Task brief
Please write out all the entries exactly, without the pictures.

━━━━━━━━━━━━━━━━━━━━

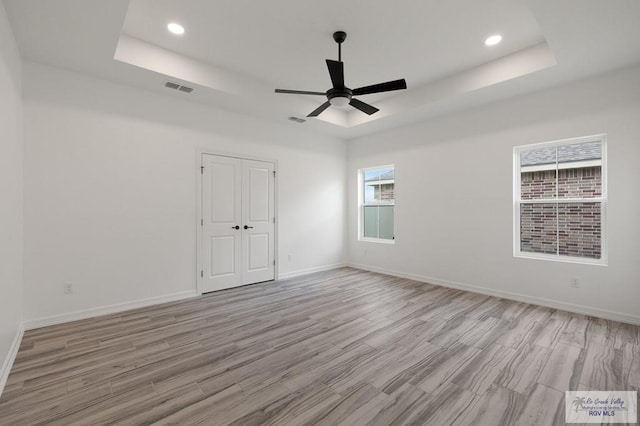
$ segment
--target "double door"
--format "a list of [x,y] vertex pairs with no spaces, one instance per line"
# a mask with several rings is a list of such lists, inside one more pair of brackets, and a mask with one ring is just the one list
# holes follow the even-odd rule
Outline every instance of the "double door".
[[273,163],[202,155],[202,290],[275,278]]

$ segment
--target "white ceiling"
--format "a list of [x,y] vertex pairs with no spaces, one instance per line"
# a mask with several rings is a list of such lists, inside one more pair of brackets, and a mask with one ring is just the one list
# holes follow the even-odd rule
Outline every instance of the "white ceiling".
[[[343,45],[350,87],[406,78],[421,86],[544,41],[520,0],[132,0],[123,32],[273,87],[326,91],[324,60]],[[176,37],[166,25],[182,23]],[[493,48],[485,38],[504,33]],[[408,57],[410,56],[410,57]]]
[[[345,139],[640,62],[637,0],[4,3],[28,60]],[[170,21],[186,33],[170,34]],[[348,86],[406,78],[408,90],[363,96],[380,108],[371,117],[330,109],[287,122],[325,99],[273,89],[327,90],[336,30],[348,33]],[[503,43],[484,46],[493,33]]]

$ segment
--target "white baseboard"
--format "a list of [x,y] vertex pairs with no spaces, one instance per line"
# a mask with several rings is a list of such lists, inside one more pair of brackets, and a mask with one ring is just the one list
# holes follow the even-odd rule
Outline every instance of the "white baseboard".
[[330,271],[332,269],[344,268],[345,266],[347,266],[346,263],[334,263],[332,265],[317,266],[315,268],[299,269],[297,271],[291,271],[291,272],[282,272],[278,274],[278,279],[286,280],[288,278],[295,278],[295,277],[300,277],[302,275],[313,274],[314,272]]
[[16,355],[18,355],[18,349],[20,348],[20,344],[22,343],[22,336],[24,335],[24,326],[20,326],[18,331],[16,332],[15,337],[13,338],[13,342],[11,343],[11,347],[9,348],[9,353],[4,358],[2,362],[2,367],[0,367],[0,396],[2,396],[2,391],[4,391],[4,386],[7,384],[7,379],[9,378],[9,372],[11,371],[11,367],[13,367],[13,361],[16,360]]
[[117,303],[115,305],[99,306],[97,308],[83,309],[81,311],[74,311],[66,314],[52,315],[49,317],[42,317],[42,318],[34,318],[30,320],[25,320],[24,329],[33,330],[35,328],[47,327],[50,325],[62,324],[65,322],[93,318],[99,315],[108,315],[108,314],[114,314],[117,312],[128,311],[129,309],[144,308],[146,306],[157,305],[160,303],[175,302],[177,300],[189,299],[195,296],[197,296],[196,291],[189,290],[189,291],[182,291],[179,293],[167,294],[164,296],[138,299],[131,302]]
[[408,278],[414,281],[420,281],[429,284],[435,284],[442,287],[455,288],[457,290],[465,290],[473,293],[485,294],[487,296],[500,297],[502,299],[515,300],[517,302],[530,303],[532,305],[544,306],[546,308],[560,309],[562,311],[573,312],[576,314],[589,315],[593,317],[604,318],[612,321],[620,321],[627,324],[640,325],[640,316],[626,314],[621,312],[608,311],[606,309],[594,308],[592,306],[576,305],[573,303],[560,302],[557,300],[545,299],[543,297],[529,296],[527,294],[512,293],[510,291],[495,290],[488,287],[480,287],[471,284],[464,284],[455,281],[441,280],[438,278],[426,277],[423,275],[410,274],[406,272],[393,271],[375,266],[361,265],[357,263],[349,263],[347,266],[364,271],[378,272],[386,275],[393,275],[400,278]]

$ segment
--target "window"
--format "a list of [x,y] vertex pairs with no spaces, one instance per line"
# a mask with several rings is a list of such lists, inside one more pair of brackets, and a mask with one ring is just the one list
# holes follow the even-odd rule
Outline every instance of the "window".
[[360,239],[393,242],[394,166],[359,171]]
[[605,142],[514,148],[514,256],[606,264]]

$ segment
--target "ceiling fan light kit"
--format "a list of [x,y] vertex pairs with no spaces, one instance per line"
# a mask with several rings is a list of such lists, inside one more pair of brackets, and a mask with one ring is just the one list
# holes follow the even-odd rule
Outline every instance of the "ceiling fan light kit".
[[330,106],[343,107],[351,105],[352,107],[364,112],[365,114],[375,114],[378,108],[371,106],[354,96],[369,95],[372,93],[391,92],[394,90],[402,90],[407,88],[407,82],[403,79],[387,81],[385,83],[374,84],[371,86],[350,89],[344,84],[344,63],[342,62],[342,43],[347,39],[347,33],[344,31],[336,31],[333,33],[333,40],[338,43],[338,60],[327,59],[327,68],[333,87],[326,92],[310,92],[304,90],[288,90],[276,89],[276,93],[286,93],[295,95],[320,95],[326,96],[327,101],[313,110],[307,117],[317,117],[325,109]]

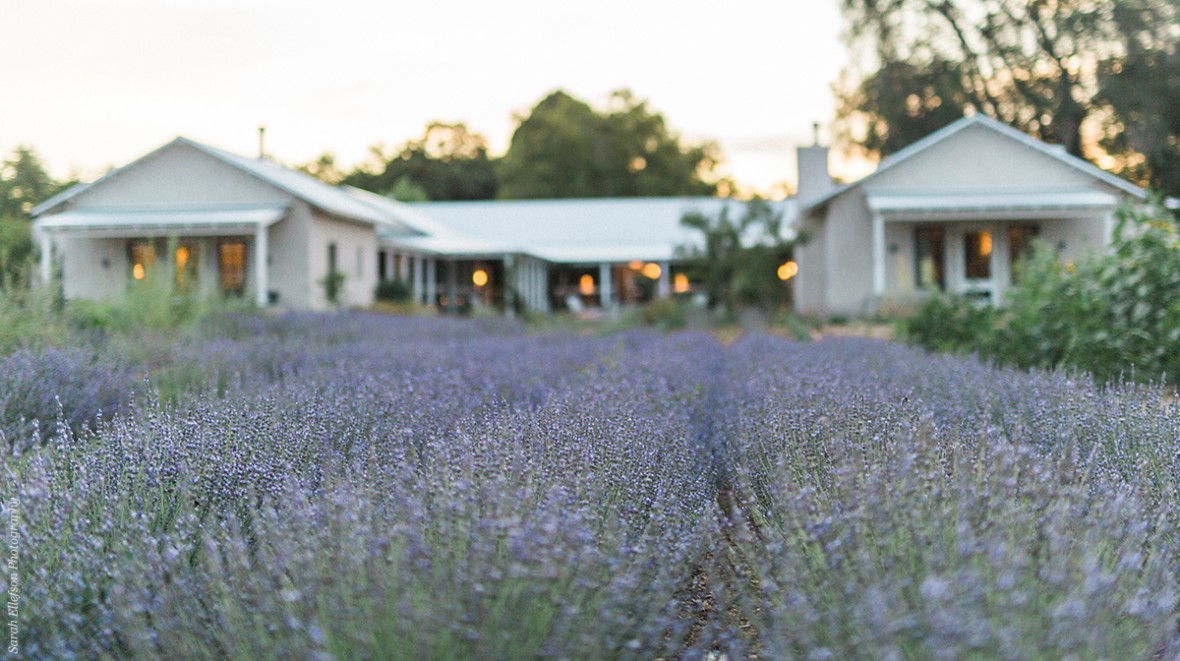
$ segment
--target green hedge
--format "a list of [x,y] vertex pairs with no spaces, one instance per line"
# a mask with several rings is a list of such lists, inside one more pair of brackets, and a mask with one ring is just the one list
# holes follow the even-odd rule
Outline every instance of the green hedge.
[[1101,380],[1180,377],[1180,228],[1158,205],[1119,214],[1112,250],[1062,263],[1043,242],[1018,265],[1002,308],[932,299],[903,336],[936,351]]

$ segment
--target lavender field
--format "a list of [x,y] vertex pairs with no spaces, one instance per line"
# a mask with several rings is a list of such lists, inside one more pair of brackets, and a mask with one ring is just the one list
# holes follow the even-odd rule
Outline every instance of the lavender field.
[[134,349],[0,357],[22,655],[1180,654],[1162,389],[360,313]]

━━━━━━━━━━━━━━━━━━━━

Result of the exercise
$ segment
--target "double door"
--format "a list of [x,y] vertex pairs with no spaces, one instance per line"
# a mask with several rings is a list of such lists, inside one more pair of brackets, and a mask with one ring is just the one list
# holes follow the even-odd rule
Outline every instance of the "double door".
[[273,163],[202,155],[202,290],[275,278]]

$ segment
--target "white ceiling"
--format "a list of [x,y] vertex pairs with no spaces, one instance per line"
# a mask with several rings is a list of such lists, inside one more pair of brackets, and a mask with one ring is just the one list
# holes follow the even-odd rule
Outline every instance of the "white ceiling".
[[[343,45],[350,87],[406,78],[421,86],[544,41],[520,0],[132,0],[123,32],[273,87],[326,91],[324,60]],[[176,37],[166,25],[182,23]],[[493,48],[485,38],[504,33]],[[408,57],[410,56],[410,57]]]
[[[345,139],[640,62],[637,0],[4,3],[28,60]],[[170,21],[186,33],[170,34]],[[348,86],[406,78],[408,90],[363,96],[380,108],[371,117],[330,109],[287,122],[325,99],[273,89],[327,90],[336,30],[348,33]],[[503,43],[484,46],[493,33]]]

$ segment
--target "white baseboard"
--format "a list of [x,y] vertex pairs with no spaces, one instance per line"
# a mask with several rings is a list of such lists, inside one more pair of brackets, and a mask with one ring is just the one list
# holes follow the even-odd rule
Outline every instance of the "white baseboard".
[[330,271],[332,269],[344,268],[345,266],[347,266],[346,263],[334,263],[332,265],[317,266],[315,268],[299,269],[297,271],[291,271],[291,272],[282,272],[278,274],[278,279],[286,280],[288,278],[295,278],[295,277],[300,277],[302,275],[313,274],[314,272]]
[[16,355],[18,355],[18,349],[20,348],[20,344],[22,343],[22,336],[24,335],[24,326],[20,326],[18,331],[16,332],[15,337],[13,338],[13,342],[11,343],[11,347],[9,348],[9,353],[4,358],[2,362],[2,367],[0,367],[0,396],[2,396],[2,391],[4,391],[4,386],[7,384],[7,379],[9,378],[9,372],[11,371],[11,367],[13,367],[13,361],[16,360]]
[[117,303],[115,305],[99,306],[97,308],[83,309],[81,311],[74,311],[66,314],[52,315],[49,317],[42,317],[42,318],[34,318],[30,320],[25,320],[24,329],[33,330],[35,328],[47,327],[50,325],[62,324],[65,322],[93,318],[99,315],[108,315],[108,314],[114,314],[117,312],[128,311],[129,309],[144,308],[146,306],[157,305],[160,303],[175,302],[177,300],[189,299],[195,296],[197,296],[196,291],[189,290],[189,291],[182,291],[179,293],[167,294],[164,296],[138,299],[131,302]]
[[408,278],[414,281],[420,281],[429,284],[435,284],[442,287],[455,288],[457,290],[465,290],[473,293],[485,294],[487,296],[500,297],[502,299],[515,300],[517,302],[530,303],[532,305],[544,306],[546,308],[560,309],[562,311],[573,312],[576,314],[589,315],[593,317],[604,318],[612,321],[620,321],[627,324],[640,325],[640,316],[626,314],[621,312],[608,311],[606,309],[594,308],[592,306],[576,305],[573,303],[560,302],[557,300],[545,299],[543,297],[529,296],[527,294],[512,293],[510,291],[495,290],[488,287],[480,287],[471,284],[464,284],[455,281],[441,280],[438,278],[426,277],[423,275],[410,274],[406,272],[393,271],[375,266],[361,265],[357,263],[349,263],[347,266],[364,271],[378,272],[386,275],[393,275],[400,278]]

$ segment
--target "window"
--format "a list of [x,y] vertex pairs with no spaces, one instance per line"
# a mask with several rings is a list of such lists, inside one more pair of brackets, and a mask with one ring is just the one list
# holes follow the even-odd rule
Outline every instance of the "window".
[[360,239],[393,242],[394,166],[359,171]]
[[605,142],[514,148],[514,256],[606,264]]

$ segment
--target "ceiling fan light kit"
--format "a list of [x,y] vertex pairs with no spaces, one instance per line"
# a mask with several rings is a list of such lists, inside one more pair of brackets, and a mask with one ring is just the one list
# holes follow the even-odd rule
Outline every instance of the "ceiling fan light kit".
[[330,106],[343,107],[351,105],[352,107],[364,112],[365,114],[375,114],[378,108],[371,106],[354,96],[369,95],[372,93],[391,92],[394,90],[402,90],[407,88],[407,82],[403,79],[387,81],[385,83],[374,84],[371,86],[350,89],[344,84],[344,63],[342,62],[342,43],[347,39],[347,33],[344,31],[336,31],[333,33],[333,40],[338,43],[338,60],[327,59],[327,68],[333,87],[326,92],[310,92],[304,90],[288,90],[276,89],[276,93],[286,93],[295,95],[320,95],[326,96],[327,101],[313,110],[307,117],[317,117],[325,109]]

$ segment
--target green hedge
--format "a list of [x,y] vertex pairs with no spaces, one instance per line"
# a mask with several rings is a list of such lists, inside one more pair of brackets, and a mask with one ring is just the one list
# holes follow the even-odd rule
Outline every instance of the green hedge.
[[1101,380],[1180,377],[1180,228],[1158,205],[1119,214],[1112,250],[1062,263],[1043,242],[1018,265],[1002,308],[932,299],[903,336],[936,351]]

$ segment
--target lavender field
--format "a list of [x,y] vertex pairs with no spaces, one instance per line"
# a mask with several rings is a list of such lists, inside one more pair of brackets, and a mask with one ring is just the one list
# holes follow the even-odd rule
Outline every instance of the lavender field.
[[134,349],[0,357],[22,655],[1180,654],[1162,389],[360,313]]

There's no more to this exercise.